→ **EXCERTO SELECIONADO**:
>>>>
Assim, conclui a juíza Alexandra Sousa, os factos provados “permitem fazer funcionar a presunção de laboralidade, no sentido de qualificar a relação havida entre a Uber e os estafetas como relações de trabalho subordinado”. A ação de reconhecimento de contrato de trabalho fora intentada pelo Ministério Público após uma inspeção da Autoridade para as Condições de Trabalho (ACT) agosto do ano passado em Castelo Branco.
A decisão tem como fundamento as alterações ao Código de Trabalho que entraram em vigor a 1 de maio do ano passado. Segundo esta nova legislação, havendo a verificação de dois indícios de laboralidade aplica-se a presunção de existência de contrato de trabalho entre estafetas e as plataforma digitais. Neste caso, foram encontrados três indícios.
Uber não demonstrou que estafeta presta atividade de forma autónoma
O tribunal frisa que a Uber poderia ter afastado aquela presunção de laboralidade. Porém, “não conseguiu demonstrar que o estafeta presta a sua atividade de forma autónoma”.
<<<<
→ **INSTRUÇÕES DO EXERCÍCIO**:
Segundo o excerto sobre a decisão judicial relativa à Uber, quantos indícios de laboralidade foram encontrados neste caso? Responda, por favor, numa frase. Os itens não têm qualquer papel nesta atividade.

Listagem de dados
>>>>
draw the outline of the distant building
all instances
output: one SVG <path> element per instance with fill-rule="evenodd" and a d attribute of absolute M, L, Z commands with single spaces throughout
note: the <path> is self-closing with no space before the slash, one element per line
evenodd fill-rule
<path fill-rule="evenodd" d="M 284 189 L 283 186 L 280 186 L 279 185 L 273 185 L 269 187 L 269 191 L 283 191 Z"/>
<<<<
→ **EXERCÍCIO RESOLVIDO**:
Neste caso, foram encontrados três indícios de laboralidade.